Welcome back.

In our previous post, we introduced a spectroscopic dataset aimed at benchmarking classification models. In this post, we will load in that dataset. Thus, we will go through the script provided in the repository with the dataset. Then, we will go a step further by improving that script by making it faster. This will mark the beginning of a series of posts dealing with the processing of spectroscopic data in python

Let's dive in and import the necessary libraries.

In [1]:
import os
import h5py
import numpy as np
import time
import matplotlib.pyplot as plt
import random

from sklearn.model_selection import train_test_split

Next, we change the working directory to the folder containing the datset. Adjust this part accordingly.

In [2]:
# os.chdir("C:/path/to/your/data/")
os.chdir('D:/Projects/EMSLIBS_contest/Data/')

As mentioned in the previous post, the dataset contains 500 spectra for each specimen. However, for experimentation and testing your code, one might choose to use a subset of the full dataset. Thus, here we chose the desired number of spectra to load in from each specimen.

In [3]:
spectraCount = 100

Next, we open a connection to the .hdf5 file containing the training data. It's probably worth mentioning that "hdf" stands for "hierarchical data format" and the 5 marks its version number. We opted for this format as is platform independent and libraries are readily available for its handling in most programming languages. Moreover, the .hdf files include brief metadata in the form of user-defined attribute names. You can find out more about the format here.

In [4]:
trainFile = h5py.File("contest_TRAIN.h5",'r')
In [5]:
print([trainFile.keys()])
[trainFile[key] for key in trainFile.keys()]
# for key in trainFile.keys(): print(trainFile[key])
[<KeysViewHDF5 ['Class', 'Spectra', 'Wavelengths']>]
Out[5]:
[<HDF5 group "/Class" (1 members)>,
 <HDF5 group "/Spectra" (100 members)>,
 <HDF5 group "/Wavelengths" (1 members)>]
In [6]:
wavelengths = trainFile["Wavelengths"]
wavelengths = wavelengths[list(wavelengths.keys())[0]][()]

wlMin = min(wavelengths)
wlMax = max(wavelengths)
wlCount = len(wavelengths)
res = (wlMax - wlMin)/wlCount

print("There are %d wavelength values ranging from %02d nm to %d nm with a resolution of %0.2f nm." \
      % (wlCount, wlMin, wlMax, res))
There are 40002 wavelength values ranging from 200 nm to 1000 nm with a resolution of 0.02 nm.

▶ [RECORDS FOR THIS TASK]
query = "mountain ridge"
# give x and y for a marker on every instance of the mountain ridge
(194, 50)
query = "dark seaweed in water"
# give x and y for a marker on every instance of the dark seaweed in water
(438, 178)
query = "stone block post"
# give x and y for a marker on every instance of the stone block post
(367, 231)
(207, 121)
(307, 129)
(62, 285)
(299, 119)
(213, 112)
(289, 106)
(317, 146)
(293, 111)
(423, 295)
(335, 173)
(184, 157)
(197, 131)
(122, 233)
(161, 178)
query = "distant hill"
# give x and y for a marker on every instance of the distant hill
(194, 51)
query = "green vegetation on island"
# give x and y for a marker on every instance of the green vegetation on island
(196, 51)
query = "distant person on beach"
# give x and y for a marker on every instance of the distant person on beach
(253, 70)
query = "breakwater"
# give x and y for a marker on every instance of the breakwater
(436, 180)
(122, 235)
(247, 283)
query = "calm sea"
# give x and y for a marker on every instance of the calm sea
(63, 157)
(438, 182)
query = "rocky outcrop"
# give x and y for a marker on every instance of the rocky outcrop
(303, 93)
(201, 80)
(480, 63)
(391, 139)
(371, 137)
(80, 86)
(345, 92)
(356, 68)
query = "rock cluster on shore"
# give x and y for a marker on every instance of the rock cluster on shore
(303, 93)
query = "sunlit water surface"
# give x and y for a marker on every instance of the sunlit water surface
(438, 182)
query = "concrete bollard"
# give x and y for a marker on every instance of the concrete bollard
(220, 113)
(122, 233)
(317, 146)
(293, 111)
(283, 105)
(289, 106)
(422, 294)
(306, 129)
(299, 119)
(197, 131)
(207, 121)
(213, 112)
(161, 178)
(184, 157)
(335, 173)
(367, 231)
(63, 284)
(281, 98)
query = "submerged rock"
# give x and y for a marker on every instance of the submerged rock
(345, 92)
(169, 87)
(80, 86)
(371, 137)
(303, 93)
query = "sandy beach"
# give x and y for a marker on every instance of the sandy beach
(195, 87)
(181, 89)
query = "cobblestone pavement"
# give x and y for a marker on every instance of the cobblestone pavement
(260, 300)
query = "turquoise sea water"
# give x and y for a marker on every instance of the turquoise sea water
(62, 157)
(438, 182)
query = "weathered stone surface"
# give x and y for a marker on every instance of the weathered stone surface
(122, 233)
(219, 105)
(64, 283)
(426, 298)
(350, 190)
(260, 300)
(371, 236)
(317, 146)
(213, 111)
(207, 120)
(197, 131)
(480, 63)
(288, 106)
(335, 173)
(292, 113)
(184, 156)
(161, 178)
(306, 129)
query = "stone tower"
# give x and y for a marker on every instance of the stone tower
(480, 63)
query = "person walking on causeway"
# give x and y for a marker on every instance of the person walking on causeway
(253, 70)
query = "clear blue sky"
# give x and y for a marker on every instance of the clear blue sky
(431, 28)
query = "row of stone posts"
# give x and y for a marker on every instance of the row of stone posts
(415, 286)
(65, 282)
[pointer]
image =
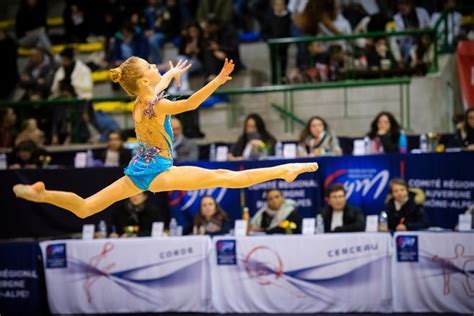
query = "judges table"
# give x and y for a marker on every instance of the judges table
(352, 272)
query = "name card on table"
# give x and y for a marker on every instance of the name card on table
(465, 222)
(289, 151)
(221, 153)
(88, 232)
(372, 223)
(240, 227)
(157, 229)
(308, 226)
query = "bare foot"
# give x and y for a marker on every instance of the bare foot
(292, 170)
(32, 192)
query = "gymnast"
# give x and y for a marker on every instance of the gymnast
(152, 168)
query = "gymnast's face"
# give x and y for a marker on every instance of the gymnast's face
(208, 207)
(151, 75)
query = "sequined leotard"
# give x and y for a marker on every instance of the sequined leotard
(154, 153)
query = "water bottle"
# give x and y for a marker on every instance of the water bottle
(102, 230)
(212, 152)
(279, 150)
(319, 225)
(423, 143)
(403, 143)
(383, 222)
(89, 158)
(3, 161)
(173, 227)
(367, 149)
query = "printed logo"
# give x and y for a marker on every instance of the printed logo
(407, 248)
(226, 252)
(56, 256)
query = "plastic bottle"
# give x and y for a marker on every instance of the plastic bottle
(319, 225)
(173, 227)
(212, 152)
(403, 143)
(3, 161)
(383, 222)
(89, 158)
(102, 229)
(279, 150)
(423, 143)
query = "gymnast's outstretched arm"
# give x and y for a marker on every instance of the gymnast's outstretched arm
(192, 103)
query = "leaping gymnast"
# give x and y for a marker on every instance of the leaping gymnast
(152, 168)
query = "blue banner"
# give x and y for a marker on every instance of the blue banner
(21, 279)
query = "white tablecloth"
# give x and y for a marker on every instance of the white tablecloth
(302, 274)
(127, 275)
(433, 272)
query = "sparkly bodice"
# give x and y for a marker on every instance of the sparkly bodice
(153, 131)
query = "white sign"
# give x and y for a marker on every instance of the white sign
(240, 227)
(221, 153)
(308, 226)
(372, 223)
(465, 222)
(157, 229)
(88, 232)
(289, 151)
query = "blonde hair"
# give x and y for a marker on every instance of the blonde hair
(127, 75)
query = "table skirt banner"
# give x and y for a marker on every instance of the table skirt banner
(131, 275)
(302, 274)
(433, 272)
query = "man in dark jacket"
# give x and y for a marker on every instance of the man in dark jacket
(405, 207)
(338, 216)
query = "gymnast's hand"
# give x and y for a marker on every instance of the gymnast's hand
(180, 68)
(224, 75)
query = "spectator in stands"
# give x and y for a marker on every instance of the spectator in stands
(30, 131)
(8, 64)
(404, 207)
(75, 22)
(184, 149)
(127, 42)
(7, 127)
(277, 210)
(163, 25)
(73, 77)
(221, 42)
(30, 24)
(254, 141)
(115, 155)
(212, 9)
(379, 56)
(38, 74)
(384, 133)
(211, 218)
(191, 48)
(408, 17)
(317, 139)
(454, 20)
(422, 55)
(276, 24)
(138, 210)
(465, 131)
(28, 155)
(339, 216)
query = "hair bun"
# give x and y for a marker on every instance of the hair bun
(116, 74)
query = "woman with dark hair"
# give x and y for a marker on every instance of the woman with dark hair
(316, 139)
(384, 133)
(404, 207)
(255, 140)
(465, 131)
(211, 218)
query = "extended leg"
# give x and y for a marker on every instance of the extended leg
(119, 190)
(193, 178)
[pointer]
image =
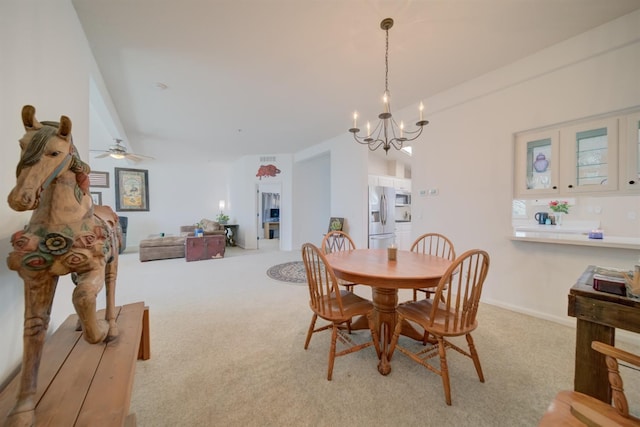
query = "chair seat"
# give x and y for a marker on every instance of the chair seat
(419, 311)
(353, 306)
(572, 408)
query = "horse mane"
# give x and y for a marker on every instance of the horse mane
(36, 147)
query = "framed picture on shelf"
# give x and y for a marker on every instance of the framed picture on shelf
(99, 179)
(96, 196)
(132, 189)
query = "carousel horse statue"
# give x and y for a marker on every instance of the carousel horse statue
(66, 234)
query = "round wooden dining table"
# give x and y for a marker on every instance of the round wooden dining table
(372, 267)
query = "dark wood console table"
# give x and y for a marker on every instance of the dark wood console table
(598, 315)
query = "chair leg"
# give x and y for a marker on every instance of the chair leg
(310, 332)
(332, 350)
(444, 370)
(374, 334)
(474, 357)
(394, 338)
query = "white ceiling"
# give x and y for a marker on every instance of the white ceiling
(275, 76)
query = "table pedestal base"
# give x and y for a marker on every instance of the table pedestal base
(385, 318)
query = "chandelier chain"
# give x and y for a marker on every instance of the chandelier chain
(387, 133)
(386, 64)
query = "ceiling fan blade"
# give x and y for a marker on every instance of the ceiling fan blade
(137, 157)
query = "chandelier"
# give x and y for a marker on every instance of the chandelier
(387, 133)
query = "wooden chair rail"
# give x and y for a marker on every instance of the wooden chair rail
(82, 384)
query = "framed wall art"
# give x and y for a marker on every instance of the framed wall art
(96, 196)
(99, 179)
(132, 189)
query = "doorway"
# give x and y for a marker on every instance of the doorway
(269, 214)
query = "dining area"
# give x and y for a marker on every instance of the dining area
(446, 293)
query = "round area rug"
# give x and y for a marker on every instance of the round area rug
(292, 272)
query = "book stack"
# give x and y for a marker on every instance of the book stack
(610, 280)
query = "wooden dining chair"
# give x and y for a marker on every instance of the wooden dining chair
(336, 241)
(432, 244)
(452, 312)
(572, 408)
(336, 306)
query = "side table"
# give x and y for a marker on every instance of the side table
(598, 315)
(206, 247)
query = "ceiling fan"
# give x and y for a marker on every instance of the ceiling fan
(119, 151)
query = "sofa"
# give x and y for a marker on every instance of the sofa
(167, 247)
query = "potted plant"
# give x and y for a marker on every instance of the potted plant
(558, 208)
(199, 230)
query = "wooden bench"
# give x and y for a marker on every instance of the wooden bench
(82, 384)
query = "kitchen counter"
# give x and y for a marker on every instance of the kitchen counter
(620, 242)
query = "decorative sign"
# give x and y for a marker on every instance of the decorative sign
(267, 171)
(99, 179)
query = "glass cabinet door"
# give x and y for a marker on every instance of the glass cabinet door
(536, 163)
(630, 154)
(590, 157)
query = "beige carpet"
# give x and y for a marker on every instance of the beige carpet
(227, 350)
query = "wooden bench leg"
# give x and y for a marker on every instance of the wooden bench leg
(144, 351)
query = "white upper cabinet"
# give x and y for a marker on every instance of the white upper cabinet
(537, 163)
(587, 157)
(630, 153)
(589, 153)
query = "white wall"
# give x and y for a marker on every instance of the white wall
(466, 152)
(312, 186)
(348, 182)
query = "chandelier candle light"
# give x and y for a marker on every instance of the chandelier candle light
(387, 133)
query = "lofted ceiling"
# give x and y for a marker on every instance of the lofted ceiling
(219, 79)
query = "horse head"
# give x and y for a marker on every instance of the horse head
(47, 151)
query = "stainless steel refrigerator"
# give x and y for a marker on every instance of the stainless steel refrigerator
(382, 223)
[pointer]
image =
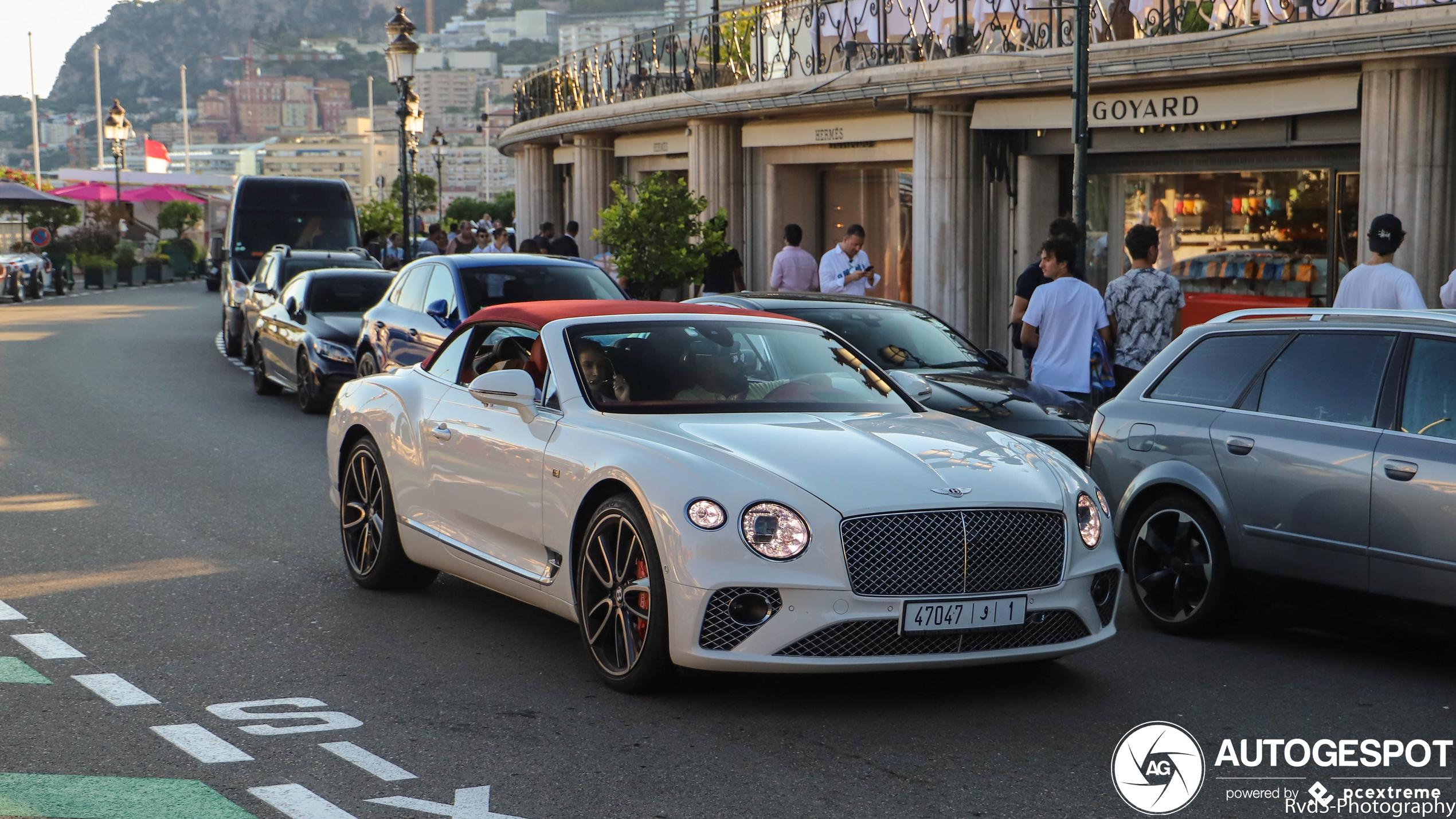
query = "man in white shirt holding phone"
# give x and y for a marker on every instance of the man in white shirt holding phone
(847, 267)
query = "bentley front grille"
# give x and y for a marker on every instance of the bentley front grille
(883, 639)
(954, 553)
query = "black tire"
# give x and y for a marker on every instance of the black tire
(367, 526)
(1179, 565)
(232, 345)
(366, 364)
(263, 385)
(312, 398)
(627, 644)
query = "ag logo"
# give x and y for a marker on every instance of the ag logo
(1158, 769)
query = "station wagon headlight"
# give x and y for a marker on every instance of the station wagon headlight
(1090, 524)
(775, 531)
(332, 351)
(707, 514)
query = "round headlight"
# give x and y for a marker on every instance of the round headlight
(1088, 521)
(775, 531)
(707, 514)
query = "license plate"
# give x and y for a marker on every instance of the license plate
(961, 614)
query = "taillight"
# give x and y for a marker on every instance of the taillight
(1097, 426)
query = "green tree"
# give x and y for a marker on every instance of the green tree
(651, 229)
(382, 215)
(179, 215)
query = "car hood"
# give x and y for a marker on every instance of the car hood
(1005, 401)
(337, 326)
(864, 463)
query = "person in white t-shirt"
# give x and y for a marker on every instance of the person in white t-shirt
(1378, 284)
(1059, 323)
(847, 267)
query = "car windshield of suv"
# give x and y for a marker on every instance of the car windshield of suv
(350, 296)
(899, 339)
(500, 284)
(257, 232)
(685, 367)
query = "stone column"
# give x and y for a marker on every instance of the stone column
(941, 223)
(1406, 163)
(715, 171)
(592, 188)
(538, 195)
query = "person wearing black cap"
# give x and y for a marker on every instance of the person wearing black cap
(1378, 284)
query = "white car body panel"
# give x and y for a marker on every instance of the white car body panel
(824, 466)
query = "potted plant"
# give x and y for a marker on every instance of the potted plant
(127, 264)
(158, 265)
(101, 271)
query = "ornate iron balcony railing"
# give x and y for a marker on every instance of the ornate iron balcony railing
(800, 38)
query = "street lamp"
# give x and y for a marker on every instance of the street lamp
(439, 144)
(400, 57)
(119, 130)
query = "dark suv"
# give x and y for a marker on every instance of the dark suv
(1315, 447)
(276, 269)
(435, 294)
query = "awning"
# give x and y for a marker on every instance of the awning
(1169, 107)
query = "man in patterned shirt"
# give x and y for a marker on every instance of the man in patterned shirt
(1144, 306)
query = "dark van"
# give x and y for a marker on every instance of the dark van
(305, 214)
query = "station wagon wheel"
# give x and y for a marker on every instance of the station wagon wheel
(370, 533)
(1180, 568)
(621, 598)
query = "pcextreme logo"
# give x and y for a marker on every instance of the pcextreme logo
(1158, 769)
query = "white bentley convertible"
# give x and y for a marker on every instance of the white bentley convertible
(718, 489)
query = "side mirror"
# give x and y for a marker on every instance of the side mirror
(918, 386)
(440, 312)
(513, 389)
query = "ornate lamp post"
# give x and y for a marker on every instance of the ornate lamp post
(401, 54)
(119, 130)
(439, 144)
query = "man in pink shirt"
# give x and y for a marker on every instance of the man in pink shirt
(794, 268)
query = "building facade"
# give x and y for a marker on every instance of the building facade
(1258, 139)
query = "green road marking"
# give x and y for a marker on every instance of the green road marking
(14, 669)
(112, 798)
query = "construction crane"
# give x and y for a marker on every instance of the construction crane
(249, 58)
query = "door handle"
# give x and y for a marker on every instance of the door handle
(1239, 445)
(1400, 471)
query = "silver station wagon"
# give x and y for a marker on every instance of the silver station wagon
(1314, 445)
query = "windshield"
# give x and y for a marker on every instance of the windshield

▶ [EXERCISE TASKS]
a) Answer these questions about the post on loading the spectroscopic dataset:
(i) How many spectra does the dataset contain for each specimen?
(ii) What does "hdf" stand for?
(iii) What range of wavelength values does the printed output report?
b) Count the lines of the records that contain the string "hood", and reply with the number only.

▶ [ANSWERS FOR THE TASKS]
a)
(i) 500 spectra.
(ii) Hierarchical data format.
(iii) From 200 nm to 1000 nm.

b) 2